--- AANGELEVERDE TEKST ---
Duurzaam is lang met je spullen doen

Juli 2017 – Ben ik voor: lang met je spullen doen. Mijn ouders en hun generatiegenoten zijn mijn voorbeelden. Geboren in de oorlog en opgegroeid in de schrale jaren ’50 is duurzaamheid voor hen vanzelfsprekend. Weggooien doe je pas als het echt op is. De Grote Groei en De Overbodige Overdaad van de decennia later knabbelen aan die houding. Waarom nieuw kopen als oud nog prima kan? Iets is maar heel even nieuw.

Een leven lang vraag ik me af waarom ‘nieuw’ ook ‘beter’ zou zijn? Voor mij gaat dat zeker niet altijd op. Meestal niet zelfs. Ik – bouwjaar 1967 – groeide niet op in een consumentenparadijs. Van de materialistische en kapitalistische weelde van nu was geen sprake.

Ik schets mijn jeugd in de jaren ’70: vaders heeft een baan voor het leven bij de overheid, jonge gezinnen kopen als ze kunnen een huis in een VINEX-wijk of blijven toch maar in hun huurflatje, ik draag spijkerbroeken van een oudere neef omdat ze nog niet versleten zijn en ik rijd een onverwoestbare Gazelle fiets die pas na ruim 20 jaar trouwe dienst de geest geeft (Het exemplaar dat mijn vader in 1981 koopt, staat nu in mijn berging voor een maandelijkse rit naar de bakker). De enkeling die zich een auto kan veroorloven, koopt nieuw en ruilt om de vier jaar in. Dat dan weer wel. Iets kopen is een weloverwogen beslissing en nog niet gedreven door impuls of hebzucht. Het idee…

De wereld van mijn jeugd ziet er heel anders uit dan de wereld van de jeugd van nu. We deden lang met onze spulletjes. We, als in zo goed als iedereen. Die zuinigheid sierde een generatie en minstens de generatie die volgde. Ik dacht toen en denk nu: iets is maar even nieuw. En koester dat.

Natuurlijk baalde ik van die gebruikte broeken. Wrangler Jeans met wijde pijpen waren in 1981 best wel ‘uit’ en zwart-wit televisie kijken kon toen eigenlijk niet meer. Toch houden mijn ouders de teevee aan omdat hij maar niet stuk ging. En zo ging het met meer spul. Ik studeerde aan een houten bureau dat tot 1980 diende als TU-meubilair. Mijn vader droeg shirts die ik kende van Bert Haanstra films. Het eerste gasfornuis van mijn ouders werkt nog steeds.

Vijftig jaar terug. Ons gezin woont in een huurflatje van 60 m2. Steeds meer klasgenootjes verhuizen naar ruime koophuizen in de fris gebouwde Delftse uitbreidingswijk Tanthof. Rijtjeshuizen, klaar om vol gezet te worden met de spullen van de moderne tijd. Wij blijven een beetje achter. Maar we zijn niet de enigen. Pas eind jaren 80 start de koophonger, aangezwengeld door niets en niemand ontziende reclamestromen.

--- OPGESLAGEN GEGEVENS ---
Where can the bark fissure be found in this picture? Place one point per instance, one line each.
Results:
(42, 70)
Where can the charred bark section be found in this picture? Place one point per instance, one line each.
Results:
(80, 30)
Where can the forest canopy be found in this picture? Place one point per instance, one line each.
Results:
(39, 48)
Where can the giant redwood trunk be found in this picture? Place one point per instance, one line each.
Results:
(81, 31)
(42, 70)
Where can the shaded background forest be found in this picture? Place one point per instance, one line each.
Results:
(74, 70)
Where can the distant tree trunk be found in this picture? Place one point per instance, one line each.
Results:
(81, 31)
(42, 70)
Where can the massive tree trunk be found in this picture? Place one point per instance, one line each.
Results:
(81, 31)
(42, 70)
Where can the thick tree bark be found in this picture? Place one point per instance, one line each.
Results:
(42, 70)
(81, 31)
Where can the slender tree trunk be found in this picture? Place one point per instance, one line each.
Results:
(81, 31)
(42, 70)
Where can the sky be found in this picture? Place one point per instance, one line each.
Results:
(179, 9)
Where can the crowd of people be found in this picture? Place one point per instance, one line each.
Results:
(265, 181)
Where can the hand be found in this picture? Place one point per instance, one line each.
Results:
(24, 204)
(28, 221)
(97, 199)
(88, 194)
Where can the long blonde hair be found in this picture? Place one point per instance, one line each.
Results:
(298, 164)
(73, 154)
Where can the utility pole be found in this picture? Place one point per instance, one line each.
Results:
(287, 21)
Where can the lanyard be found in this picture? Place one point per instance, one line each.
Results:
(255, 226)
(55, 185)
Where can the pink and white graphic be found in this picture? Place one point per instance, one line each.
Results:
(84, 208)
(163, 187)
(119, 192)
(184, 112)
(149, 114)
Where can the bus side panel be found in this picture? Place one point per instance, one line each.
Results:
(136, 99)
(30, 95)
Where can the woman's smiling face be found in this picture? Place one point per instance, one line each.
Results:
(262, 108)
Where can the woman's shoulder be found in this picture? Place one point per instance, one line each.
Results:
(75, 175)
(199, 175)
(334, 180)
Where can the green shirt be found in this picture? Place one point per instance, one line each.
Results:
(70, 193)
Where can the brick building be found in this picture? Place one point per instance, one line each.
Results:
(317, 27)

--- UIT TE VOEREN OPDRACHTEN ---
(1) Neem letterlijk over uit de tekst over duurzaamheid: vanaf "Natuurlijk baalde ik" tot en met "niemand ontziende reclamestromen.".
(2) Naar welke Delftse uitbreidingswijk verhuisden steeds meer klasgenootjes volgens de tekst over duurzaamheid?
(3) Vertaal de volgende zin uit de tekst over duurzaamheid in het Engels: "Het eerste gasfornuis van mijn ouders werkt nog steeds."

--- ANTWOORDEN OP OPDRACHTEN ---
(1)
Natuurlijk baalde ik van die gebruikte broeken. Wrangler Jeans met wijde pijpen waren in 1981 best wel ‘uit’ en zwart-wit televisie kijken kon toen eigenlijk niet meer. Toch houden mijn ouders de teevee aan omdat hij maar niet stuk ging. En zo ging het met meer spul. Ik studeerde aan een houten bureau dat tot 1980 diende als TU-meubilair. Mijn vader droeg shirts die ik kende van Bert Haanstra films. Het eerste gasfornuis van mijn ouders werkt nog steeds.

Vijftig jaar terug. Ons gezin woont in een huurflatje van 60 m2. Steeds meer klasgenootjes verhuizen naar ruime koophuizen in de fris gebouwde Delftse uitbreidingswijk Tanthof. Rijtjeshuizen, klaar om vol gezet te worden met de spullen van de moderne tijd. Wij blijven een beetje achter. Maar we zijn niet de enigen. Pas eind jaren 80 start de koophonger, aangezwengeld door niets en niemand ontziende reclamestromen.

(2) Naar Tanthof.

(3) My parents' first gas stove still works.